● **PROBLEM DESCRIPTION**: Can you carry on the post about the law graduate's defamation suit against the National Law Journal, starting after its last sentence?

● **EXCERPT TO READ**:
— BEGIN —
Tweeted Article About Law Grad’s Suit Over Stalking Investigation Isn’t Defamatory

Screen Shot 2014-12-26 at 11.36.16 AMThis is a defamation lawsuit brought by a law grad (Enjaian) against the legal press based on a story involving Enjaian’s own (personal) legal matter. (I blogged about the most recent example here: “Legal Blog Faces Defamation Liability for Mischaracterizing Prior Legal Proceedings–Huon v. Above the Law.”) Jesse Enjaian sued National Law Journal’s publisher, editor-in-chief and reporter for an article (which was linked in a tweet) titled: “Law School Alum, Accused of Stalking, Loses Suit Against U. Michigan”. His complaint? He wasn’t formally charged, and NLJs use of the word “accused” wrongly conveyed that he was. Among other things, in his complaint he requested that NLJ be forced to tweet an apology.
— END —
● **DATA EXTRACT**:
— BEGIN —
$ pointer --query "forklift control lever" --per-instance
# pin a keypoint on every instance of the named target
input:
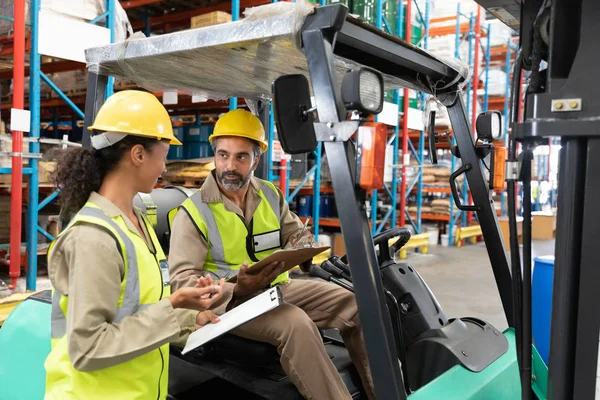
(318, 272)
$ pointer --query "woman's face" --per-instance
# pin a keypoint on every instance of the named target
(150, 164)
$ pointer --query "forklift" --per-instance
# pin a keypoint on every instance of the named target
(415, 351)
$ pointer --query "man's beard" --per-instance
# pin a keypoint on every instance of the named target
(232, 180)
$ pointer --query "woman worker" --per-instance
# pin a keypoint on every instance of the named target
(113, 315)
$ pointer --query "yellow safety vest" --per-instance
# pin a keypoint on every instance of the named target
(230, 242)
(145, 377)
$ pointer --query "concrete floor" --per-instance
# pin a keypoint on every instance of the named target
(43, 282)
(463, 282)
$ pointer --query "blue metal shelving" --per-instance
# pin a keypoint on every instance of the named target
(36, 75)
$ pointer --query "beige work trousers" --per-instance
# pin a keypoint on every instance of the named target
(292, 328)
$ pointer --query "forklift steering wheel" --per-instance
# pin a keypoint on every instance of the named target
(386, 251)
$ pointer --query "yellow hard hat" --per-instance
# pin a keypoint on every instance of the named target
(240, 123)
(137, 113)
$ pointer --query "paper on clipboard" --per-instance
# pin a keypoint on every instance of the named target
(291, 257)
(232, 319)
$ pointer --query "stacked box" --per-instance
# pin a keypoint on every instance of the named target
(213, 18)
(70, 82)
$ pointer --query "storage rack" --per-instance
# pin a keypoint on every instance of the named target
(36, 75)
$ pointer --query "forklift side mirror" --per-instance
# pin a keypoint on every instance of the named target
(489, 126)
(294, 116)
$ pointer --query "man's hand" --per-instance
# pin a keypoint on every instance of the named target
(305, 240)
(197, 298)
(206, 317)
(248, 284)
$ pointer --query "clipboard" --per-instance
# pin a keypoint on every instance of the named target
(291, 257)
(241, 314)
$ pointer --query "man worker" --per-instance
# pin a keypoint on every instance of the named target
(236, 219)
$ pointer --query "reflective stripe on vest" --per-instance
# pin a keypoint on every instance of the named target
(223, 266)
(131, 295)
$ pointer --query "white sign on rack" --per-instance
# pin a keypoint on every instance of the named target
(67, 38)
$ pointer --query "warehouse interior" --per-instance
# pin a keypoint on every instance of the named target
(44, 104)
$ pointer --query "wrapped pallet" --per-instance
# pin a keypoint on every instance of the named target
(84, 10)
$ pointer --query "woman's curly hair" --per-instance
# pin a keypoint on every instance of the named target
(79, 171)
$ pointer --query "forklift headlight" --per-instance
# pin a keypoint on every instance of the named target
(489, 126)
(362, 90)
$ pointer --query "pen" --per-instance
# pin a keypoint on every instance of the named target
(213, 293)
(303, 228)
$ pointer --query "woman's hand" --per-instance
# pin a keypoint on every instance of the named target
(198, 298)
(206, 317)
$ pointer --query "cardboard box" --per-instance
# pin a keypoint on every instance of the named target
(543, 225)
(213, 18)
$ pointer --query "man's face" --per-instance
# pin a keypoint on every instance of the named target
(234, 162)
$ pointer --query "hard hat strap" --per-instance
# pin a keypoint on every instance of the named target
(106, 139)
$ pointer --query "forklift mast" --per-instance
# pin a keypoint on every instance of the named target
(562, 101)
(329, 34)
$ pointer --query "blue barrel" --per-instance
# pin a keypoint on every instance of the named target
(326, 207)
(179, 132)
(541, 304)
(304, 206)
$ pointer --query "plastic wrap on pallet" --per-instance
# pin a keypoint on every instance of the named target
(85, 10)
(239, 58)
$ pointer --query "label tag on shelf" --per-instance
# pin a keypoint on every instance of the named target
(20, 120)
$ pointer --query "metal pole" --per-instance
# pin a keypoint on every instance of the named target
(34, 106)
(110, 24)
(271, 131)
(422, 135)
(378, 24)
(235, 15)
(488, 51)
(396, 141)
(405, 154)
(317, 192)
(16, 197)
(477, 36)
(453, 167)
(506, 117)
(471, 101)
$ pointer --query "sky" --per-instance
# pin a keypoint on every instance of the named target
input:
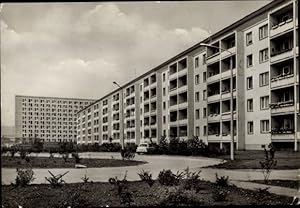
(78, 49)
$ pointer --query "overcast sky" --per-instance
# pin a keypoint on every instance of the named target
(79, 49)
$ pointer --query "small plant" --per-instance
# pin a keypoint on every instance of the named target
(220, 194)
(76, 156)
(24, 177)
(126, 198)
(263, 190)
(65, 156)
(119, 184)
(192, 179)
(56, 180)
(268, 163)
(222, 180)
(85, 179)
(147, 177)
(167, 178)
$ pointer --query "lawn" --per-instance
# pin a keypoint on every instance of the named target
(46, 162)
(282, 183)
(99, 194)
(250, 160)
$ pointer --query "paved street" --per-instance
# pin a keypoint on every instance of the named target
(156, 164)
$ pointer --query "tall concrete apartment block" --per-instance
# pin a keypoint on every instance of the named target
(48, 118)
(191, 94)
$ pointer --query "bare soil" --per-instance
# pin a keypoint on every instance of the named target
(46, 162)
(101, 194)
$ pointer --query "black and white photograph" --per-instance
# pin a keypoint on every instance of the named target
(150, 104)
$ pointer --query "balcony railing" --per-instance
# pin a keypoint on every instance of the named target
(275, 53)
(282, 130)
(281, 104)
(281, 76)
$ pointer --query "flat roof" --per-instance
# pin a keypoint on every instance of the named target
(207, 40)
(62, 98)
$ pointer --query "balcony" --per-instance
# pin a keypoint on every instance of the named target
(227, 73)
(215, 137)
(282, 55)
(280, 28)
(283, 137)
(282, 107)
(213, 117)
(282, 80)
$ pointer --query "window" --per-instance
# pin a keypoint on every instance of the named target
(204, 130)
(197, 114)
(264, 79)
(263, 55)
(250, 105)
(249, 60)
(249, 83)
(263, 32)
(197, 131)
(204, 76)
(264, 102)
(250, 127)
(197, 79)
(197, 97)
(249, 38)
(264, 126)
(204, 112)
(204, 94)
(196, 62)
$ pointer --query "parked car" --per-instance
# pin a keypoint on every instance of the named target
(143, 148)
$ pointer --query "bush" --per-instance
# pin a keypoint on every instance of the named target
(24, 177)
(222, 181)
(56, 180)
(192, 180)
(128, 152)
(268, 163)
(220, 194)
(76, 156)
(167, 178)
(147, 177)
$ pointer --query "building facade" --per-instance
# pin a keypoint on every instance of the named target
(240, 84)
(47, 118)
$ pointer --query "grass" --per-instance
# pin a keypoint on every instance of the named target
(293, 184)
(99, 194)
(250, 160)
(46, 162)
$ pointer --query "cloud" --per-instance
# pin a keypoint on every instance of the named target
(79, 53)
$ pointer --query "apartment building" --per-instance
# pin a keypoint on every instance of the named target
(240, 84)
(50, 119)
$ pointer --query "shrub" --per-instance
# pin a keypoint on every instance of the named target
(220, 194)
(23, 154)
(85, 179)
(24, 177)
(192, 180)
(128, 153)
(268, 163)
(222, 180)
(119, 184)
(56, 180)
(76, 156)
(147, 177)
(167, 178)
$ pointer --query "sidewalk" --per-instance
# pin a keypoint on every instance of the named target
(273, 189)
— END —
● **EXERCISE RESPONSE**:
Defendants brought an anti-SLAPP motion under California’s anti-SLAPP statute, and the court grants it:

Plaintiff alleges that defendants’ use of the term “accused” was false, because he was never formally charged with a crime. The court disagrees that the word “accused” carries the connotation of a formal criminal charge. Webster’s dictionary definition (cited by plaintiff in the FAC) defines “accuse” as “to blame (someone) for something wrong or illegal” or “to say that someone is guilty of a fault or crime.” While the term “accuse” may also be used in the context of a formal indictment, the court disagrees that a reasonable reader would interpret “accuse” to mean “formally charge.” . . . In fact, the court notes that plaintiff’s own complaint uses the term “accusation” to refer to something less than a criminal charge. See FAC, ¶ 20 (prayer for relief asking that defendants be required to publish an apology “for the wrongful accusation and publish a ‘tweet’ apologizing for the wrongful accusation.”) (emphasis added).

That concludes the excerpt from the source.